■ To do ■
Copy out the records in the stretch from the line containing "Find every instance of the trimmer" through the line containing "x=602 y=224", requests included, moving every x and y coordinate in the answers up by 109.

---- Record extracts

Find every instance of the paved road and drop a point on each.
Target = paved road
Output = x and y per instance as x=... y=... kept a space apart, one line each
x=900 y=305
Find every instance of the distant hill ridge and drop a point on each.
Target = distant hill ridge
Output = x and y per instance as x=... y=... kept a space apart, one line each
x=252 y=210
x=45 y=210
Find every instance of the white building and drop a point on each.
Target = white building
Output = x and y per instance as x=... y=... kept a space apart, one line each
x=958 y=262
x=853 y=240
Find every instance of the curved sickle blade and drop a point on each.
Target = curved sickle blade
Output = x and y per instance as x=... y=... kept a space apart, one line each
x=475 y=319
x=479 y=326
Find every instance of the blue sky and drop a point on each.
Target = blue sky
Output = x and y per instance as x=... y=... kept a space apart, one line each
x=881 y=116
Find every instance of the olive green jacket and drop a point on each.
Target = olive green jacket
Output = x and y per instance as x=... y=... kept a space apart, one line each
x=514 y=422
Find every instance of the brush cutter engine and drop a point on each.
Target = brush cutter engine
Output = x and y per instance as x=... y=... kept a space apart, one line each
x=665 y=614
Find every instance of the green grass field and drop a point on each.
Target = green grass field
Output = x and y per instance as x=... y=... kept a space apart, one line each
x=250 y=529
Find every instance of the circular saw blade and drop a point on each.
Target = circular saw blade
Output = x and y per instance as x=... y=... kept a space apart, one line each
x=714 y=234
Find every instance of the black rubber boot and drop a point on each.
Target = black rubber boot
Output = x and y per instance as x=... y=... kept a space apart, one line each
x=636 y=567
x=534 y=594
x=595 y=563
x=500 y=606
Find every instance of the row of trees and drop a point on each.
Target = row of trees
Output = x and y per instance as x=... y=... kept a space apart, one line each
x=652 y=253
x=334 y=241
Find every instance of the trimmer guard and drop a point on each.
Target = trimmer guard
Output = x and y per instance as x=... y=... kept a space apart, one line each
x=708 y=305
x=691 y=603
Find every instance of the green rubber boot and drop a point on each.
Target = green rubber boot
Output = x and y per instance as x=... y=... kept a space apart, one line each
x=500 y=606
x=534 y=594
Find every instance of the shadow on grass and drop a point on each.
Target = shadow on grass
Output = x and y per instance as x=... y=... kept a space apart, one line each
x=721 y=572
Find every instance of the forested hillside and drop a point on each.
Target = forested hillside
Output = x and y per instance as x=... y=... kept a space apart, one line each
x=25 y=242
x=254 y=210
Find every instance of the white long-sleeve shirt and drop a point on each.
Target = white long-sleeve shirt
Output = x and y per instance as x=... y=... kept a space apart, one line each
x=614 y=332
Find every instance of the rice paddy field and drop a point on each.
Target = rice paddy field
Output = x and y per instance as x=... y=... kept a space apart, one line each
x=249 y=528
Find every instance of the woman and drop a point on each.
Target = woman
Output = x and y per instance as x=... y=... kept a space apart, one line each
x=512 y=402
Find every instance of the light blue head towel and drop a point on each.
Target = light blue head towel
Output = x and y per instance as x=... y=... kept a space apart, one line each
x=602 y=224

--------
---- Record extracts

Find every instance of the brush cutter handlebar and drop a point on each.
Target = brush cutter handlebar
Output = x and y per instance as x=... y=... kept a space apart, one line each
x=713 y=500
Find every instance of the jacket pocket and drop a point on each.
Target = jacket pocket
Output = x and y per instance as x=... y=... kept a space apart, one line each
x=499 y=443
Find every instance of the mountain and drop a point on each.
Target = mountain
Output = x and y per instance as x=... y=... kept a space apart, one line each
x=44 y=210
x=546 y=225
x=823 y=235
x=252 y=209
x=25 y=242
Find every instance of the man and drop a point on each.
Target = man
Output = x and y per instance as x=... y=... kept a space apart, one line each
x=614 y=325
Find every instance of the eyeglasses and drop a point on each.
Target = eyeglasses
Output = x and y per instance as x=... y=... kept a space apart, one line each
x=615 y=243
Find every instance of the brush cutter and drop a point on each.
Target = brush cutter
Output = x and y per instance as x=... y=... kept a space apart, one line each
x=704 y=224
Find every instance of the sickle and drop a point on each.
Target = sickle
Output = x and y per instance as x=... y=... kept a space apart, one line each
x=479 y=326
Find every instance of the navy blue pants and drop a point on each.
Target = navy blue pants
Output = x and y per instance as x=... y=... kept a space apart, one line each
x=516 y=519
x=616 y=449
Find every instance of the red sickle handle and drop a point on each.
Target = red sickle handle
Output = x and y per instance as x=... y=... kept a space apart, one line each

--------

■ Exercise answer ■
Find every instance of the trimmer guard and drop a point on each.
Target = trimmer guard
Output = x and y per instance as x=... y=... kept a space apart, one line each
x=817 y=414
x=800 y=712
Find every instance of the green rubber boot and drop a point on each.
Target = green rubber boot
Output = x and y per instance as x=... y=... kept a space apart, one line each
x=609 y=715
x=643 y=703
Find every instance of the shadow on grass and drop a point on each.
Target = shadow on grass
Output = x and y per instance as x=... y=... kept a space apart, one line each
x=830 y=681
Find every instance of the forested hillside and drop a point on each.
Target = forested hillside
Output = x and y per instance as x=... y=... kept a space apart, one line each
x=134 y=351
x=363 y=319
Find every instance of the white long-sleeve shirt and drop a point on each.
Target = white long-sleeve shirt
Output = x and y per instance as x=... y=... kept a space apart, one line each
x=723 y=441
Find every instance of the rice paddy field and drop a point on each.
Target = rice paddy field
Output = x and y per instance as x=... y=... kept a space apart, one line each
x=358 y=637
Find every instance of the woman and drop a point on each.
Target = woman
Output = x and y per instance as x=... y=... kept a space apart, one line each
x=621 y=511
Find every instance of the light blue head towel and drop a point on each.
Target = light blue head towel
Output = x and y per instance as x=... y=... kept a space apart, one line each
x=711 y=333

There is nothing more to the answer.